This imbalance can create a disconnect between agrifood policies and health objectives. For example, several countries tax the consumption of sugar-sweetened beverages while subsidizing production of sugar which is an ingredient into these beverages. In these countries with seemingly inconsistent policies around sugar consumption and production, levels of sugar consumption exceed the WHO recommendations.
Given the significant costs of malnutrition, agrifood support must be restructured to promote healthy diets. While repurposing agrifood support involves trade-offs, it also presents opportunities for synergies that deliver benefits across multiple outcomes.
One simulation scenario shows that repurposing agrifood subsidies from producers to consumers —targeting priority foods that support healthy diets— can lead to reductions in extreme poverty, particularly in lower income countries, as well as lower greenhouse gas emissions and increased affordability of nutritious foods.
Translating global advocay into country-led action for healthier diets
Our new report “Reshaping the Agrifood Sector for Healthier Diets: Exploring the Links between Agrifood Public Support and Diet Quality” shows that solutions to promote healthier diets must be tailored to each country’s specific context.
There is no one-size-fits all formula to determine the right composition and amount of public support in any given country. For example, our report shows that investing in infrastructure and research can boost food availability and consumption, including for less healthy options. Likewise, easing trade and market restrictions tends to improve market efficiency and reduce prices but can also increase consumption of unhealthy foods.
Pairing agrifood reforms with health and social protection measures can yield benefits and avoid harm, especially for the most vulnerable, but they should also consider local circumstances.
In Bangladesh, for instance, rural roads are correlated with healthier diets, while input subsidies are not. In Malawi, input subsidies have improved food security but failed to enhance diet diversity, whereas cash transfers have improved the latter.
Building on our clear vision for healthier diets
Improving the efficiency of current programs holds promise, and has created momentum to rethink the effectiveness of input subsidies in countries such as Bangladesh and Malawi, including through the introduction of e-voucher system pilots paving the way for improved input subsidy programs.

→ **INFORMATION GIVEN**
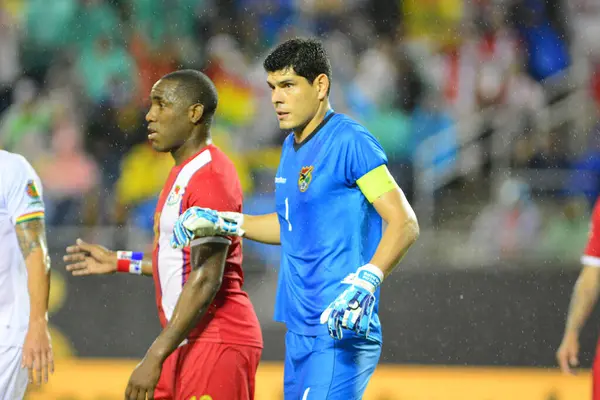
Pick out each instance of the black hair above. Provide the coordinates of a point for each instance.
(307, 57)
(195, 87)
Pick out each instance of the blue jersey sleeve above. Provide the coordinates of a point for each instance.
(361, 153)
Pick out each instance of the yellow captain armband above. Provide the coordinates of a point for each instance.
(376, 182)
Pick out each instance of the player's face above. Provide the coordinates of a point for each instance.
(168, 125)
(296, 100)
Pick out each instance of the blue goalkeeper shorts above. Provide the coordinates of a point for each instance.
(321, 368)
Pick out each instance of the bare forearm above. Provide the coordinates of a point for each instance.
(195, 299)
(147, 266)
(32, 242)
(262, 228)
(38, 283)
(583, 299)
(398, 237)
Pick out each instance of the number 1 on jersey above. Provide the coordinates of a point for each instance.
(287, 214)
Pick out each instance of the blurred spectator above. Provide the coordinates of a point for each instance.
(68, 174)
(25, 125)
(547, 53)
(9, 56)
(564, 234)
(107, 71)
(509, 226)
(143, 174)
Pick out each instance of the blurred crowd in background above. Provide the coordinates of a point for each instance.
(75, 76)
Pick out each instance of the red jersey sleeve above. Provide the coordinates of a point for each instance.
(591, 255)
(217, 189)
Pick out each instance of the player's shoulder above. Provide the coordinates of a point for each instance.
(15, 165)
(596, 210)
(348, 130)
(12, 161)
(218, 165)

→ **EXPLORE THE MATERIAL**
(1) In the text on agrifood support and healthier diets, shorten the paragraph beginning "There is no one-size-fits all formula" into a brief bulleted list that keeps its main facts.
(2) Continue the passage on agrifood support and healthier diets, starting right after its final paragraph.

→ **EXPECTED OUTPUTS**
(1)
- No single formula sets the right composition and amount of public support for every country.
- Investing in infrastructure and research can increase food availability and consumption, including of less healthy options.
- Easing trade and market restrictions tends to improve market efficiency and lower prices but can also raise consumption of unhealthy foods.

(2)
Building nutrition more explicitly in agrifood projects will also play a key role. In the West Africa Food Systems Resilience Program, Senegal will increase national capacity to fill information gaps on vulnerability, nutrition, and food security to inform tailored actions to address food insecurity risks. The Program in Senegal also supports nutrition-sensitive value chains, such as horticulture, dairy, and meat, with a focus on supporting women and youth.
In Brazil, the Bahia Sustainable Rural Development Project is bridging the gap between organization of family farmers and institutional markets, in particular the National School Feeding Program. The project not only addresses productive inclusion of family farmers but also ensures that children access healthy and nutritious food in schools. It reinforces complementary public policies that link agriculture, food and nutrition security, and social protection.
In 2021, the World Bank made an important commitment at the Nutrition for Growth Summit in Tokyo to mainstream nutrition in its agrifood projects. Today, as the Nutrition for Growth Summit in Paris begins, we are more convinced than ever that nutrition-sensitive agriculture and healthy and sustainable diets hold the key to getting us back on track when it comes to tackling malnutrition.
-This is the first in a series of blogs about the role of the agriculture and food sector in promoting healthy diets and better nutrition.